Action item | Pull every line containing "window" from the data.

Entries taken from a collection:
__________________________________________________

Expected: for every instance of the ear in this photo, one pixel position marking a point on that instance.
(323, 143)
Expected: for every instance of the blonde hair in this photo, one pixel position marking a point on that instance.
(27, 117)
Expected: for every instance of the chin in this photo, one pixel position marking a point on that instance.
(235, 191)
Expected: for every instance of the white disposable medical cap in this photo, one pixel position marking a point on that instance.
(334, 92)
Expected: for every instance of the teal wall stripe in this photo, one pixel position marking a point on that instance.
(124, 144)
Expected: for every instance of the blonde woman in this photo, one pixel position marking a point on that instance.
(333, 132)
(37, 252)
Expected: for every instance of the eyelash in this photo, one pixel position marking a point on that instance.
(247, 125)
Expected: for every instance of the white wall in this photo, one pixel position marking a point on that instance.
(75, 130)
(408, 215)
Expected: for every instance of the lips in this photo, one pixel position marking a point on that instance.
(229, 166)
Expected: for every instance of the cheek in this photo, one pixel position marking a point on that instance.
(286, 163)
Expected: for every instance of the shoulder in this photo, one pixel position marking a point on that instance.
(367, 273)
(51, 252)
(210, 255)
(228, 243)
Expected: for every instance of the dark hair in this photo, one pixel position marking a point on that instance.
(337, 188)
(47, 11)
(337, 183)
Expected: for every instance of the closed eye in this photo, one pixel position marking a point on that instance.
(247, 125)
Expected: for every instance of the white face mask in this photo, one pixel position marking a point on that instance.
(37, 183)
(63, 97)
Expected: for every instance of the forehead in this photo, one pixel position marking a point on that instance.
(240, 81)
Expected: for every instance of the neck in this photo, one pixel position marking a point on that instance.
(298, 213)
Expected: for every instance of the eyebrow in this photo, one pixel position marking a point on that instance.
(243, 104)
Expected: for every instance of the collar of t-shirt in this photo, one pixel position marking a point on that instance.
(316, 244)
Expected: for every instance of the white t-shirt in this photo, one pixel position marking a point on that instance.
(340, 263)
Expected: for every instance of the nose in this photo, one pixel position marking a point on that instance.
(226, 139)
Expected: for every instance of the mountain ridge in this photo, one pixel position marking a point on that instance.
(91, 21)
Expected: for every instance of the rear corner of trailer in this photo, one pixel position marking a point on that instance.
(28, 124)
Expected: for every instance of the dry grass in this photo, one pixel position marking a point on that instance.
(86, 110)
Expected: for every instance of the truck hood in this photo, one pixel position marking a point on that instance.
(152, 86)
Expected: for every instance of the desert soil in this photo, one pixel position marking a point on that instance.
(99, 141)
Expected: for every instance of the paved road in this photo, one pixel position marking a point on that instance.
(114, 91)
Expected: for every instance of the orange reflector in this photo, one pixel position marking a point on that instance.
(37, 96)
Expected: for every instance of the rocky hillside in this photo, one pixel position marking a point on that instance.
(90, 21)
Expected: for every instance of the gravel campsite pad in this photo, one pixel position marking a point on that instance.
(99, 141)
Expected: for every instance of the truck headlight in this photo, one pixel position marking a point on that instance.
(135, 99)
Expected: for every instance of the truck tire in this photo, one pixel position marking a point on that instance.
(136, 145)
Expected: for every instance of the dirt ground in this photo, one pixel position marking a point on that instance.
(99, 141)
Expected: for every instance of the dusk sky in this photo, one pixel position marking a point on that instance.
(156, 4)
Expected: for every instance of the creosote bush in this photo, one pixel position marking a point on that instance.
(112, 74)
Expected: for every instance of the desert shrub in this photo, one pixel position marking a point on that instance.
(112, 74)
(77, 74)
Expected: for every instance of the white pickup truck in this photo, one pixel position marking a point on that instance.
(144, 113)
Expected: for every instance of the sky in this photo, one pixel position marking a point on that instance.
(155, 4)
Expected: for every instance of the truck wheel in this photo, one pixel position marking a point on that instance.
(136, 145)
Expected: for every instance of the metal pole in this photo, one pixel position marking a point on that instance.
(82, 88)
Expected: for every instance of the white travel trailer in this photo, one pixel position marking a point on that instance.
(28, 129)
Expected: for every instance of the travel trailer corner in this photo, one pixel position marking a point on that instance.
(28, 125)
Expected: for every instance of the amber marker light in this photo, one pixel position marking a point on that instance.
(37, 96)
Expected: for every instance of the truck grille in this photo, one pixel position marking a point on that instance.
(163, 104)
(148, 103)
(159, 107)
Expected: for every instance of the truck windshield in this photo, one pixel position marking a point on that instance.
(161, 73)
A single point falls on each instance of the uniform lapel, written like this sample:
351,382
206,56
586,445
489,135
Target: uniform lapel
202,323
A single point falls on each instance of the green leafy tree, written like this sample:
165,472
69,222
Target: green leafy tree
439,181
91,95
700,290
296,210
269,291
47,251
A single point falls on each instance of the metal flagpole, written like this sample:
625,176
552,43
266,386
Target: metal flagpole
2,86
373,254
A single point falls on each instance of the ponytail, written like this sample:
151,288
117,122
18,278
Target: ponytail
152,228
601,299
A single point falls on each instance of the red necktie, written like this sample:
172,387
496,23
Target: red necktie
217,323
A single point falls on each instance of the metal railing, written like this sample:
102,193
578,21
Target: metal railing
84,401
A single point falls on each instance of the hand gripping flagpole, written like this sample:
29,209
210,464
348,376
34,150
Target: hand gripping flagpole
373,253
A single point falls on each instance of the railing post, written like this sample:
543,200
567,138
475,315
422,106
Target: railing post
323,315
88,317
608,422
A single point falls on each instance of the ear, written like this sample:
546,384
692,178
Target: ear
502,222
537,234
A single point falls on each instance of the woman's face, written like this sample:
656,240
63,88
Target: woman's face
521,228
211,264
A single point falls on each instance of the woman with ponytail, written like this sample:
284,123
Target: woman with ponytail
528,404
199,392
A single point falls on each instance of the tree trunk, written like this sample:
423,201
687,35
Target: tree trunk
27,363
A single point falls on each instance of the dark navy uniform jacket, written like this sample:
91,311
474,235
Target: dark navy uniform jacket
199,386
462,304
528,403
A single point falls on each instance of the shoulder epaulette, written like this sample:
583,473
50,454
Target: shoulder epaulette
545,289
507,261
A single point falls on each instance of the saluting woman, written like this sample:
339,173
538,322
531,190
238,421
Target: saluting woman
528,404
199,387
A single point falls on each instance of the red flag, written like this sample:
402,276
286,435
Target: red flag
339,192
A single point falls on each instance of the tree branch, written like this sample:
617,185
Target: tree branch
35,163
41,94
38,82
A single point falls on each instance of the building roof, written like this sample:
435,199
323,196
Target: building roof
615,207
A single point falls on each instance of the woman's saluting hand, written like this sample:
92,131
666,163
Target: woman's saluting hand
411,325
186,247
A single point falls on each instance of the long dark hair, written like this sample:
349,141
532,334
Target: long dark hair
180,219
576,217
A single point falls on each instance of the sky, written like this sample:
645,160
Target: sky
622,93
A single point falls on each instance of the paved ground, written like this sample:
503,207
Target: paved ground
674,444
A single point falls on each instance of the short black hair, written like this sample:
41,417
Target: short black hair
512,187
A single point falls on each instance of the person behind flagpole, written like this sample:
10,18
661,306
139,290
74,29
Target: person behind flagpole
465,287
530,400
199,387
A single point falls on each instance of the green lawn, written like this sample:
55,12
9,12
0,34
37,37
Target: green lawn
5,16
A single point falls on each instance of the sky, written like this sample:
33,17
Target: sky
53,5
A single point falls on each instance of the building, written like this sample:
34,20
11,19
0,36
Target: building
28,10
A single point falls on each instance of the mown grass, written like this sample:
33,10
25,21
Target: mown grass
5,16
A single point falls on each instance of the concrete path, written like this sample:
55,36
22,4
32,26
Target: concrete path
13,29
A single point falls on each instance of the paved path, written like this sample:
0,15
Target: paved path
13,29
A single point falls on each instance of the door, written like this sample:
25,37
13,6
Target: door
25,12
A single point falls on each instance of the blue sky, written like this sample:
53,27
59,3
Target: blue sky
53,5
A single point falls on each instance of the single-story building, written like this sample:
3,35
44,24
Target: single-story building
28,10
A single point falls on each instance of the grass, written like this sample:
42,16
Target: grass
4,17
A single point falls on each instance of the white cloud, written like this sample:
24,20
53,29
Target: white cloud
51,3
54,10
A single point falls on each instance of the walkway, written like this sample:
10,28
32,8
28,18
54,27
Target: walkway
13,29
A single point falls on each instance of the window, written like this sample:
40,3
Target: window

__________________________________________________

Written solution |
A single point falls on each instance of the window, written like this sample:
Target: window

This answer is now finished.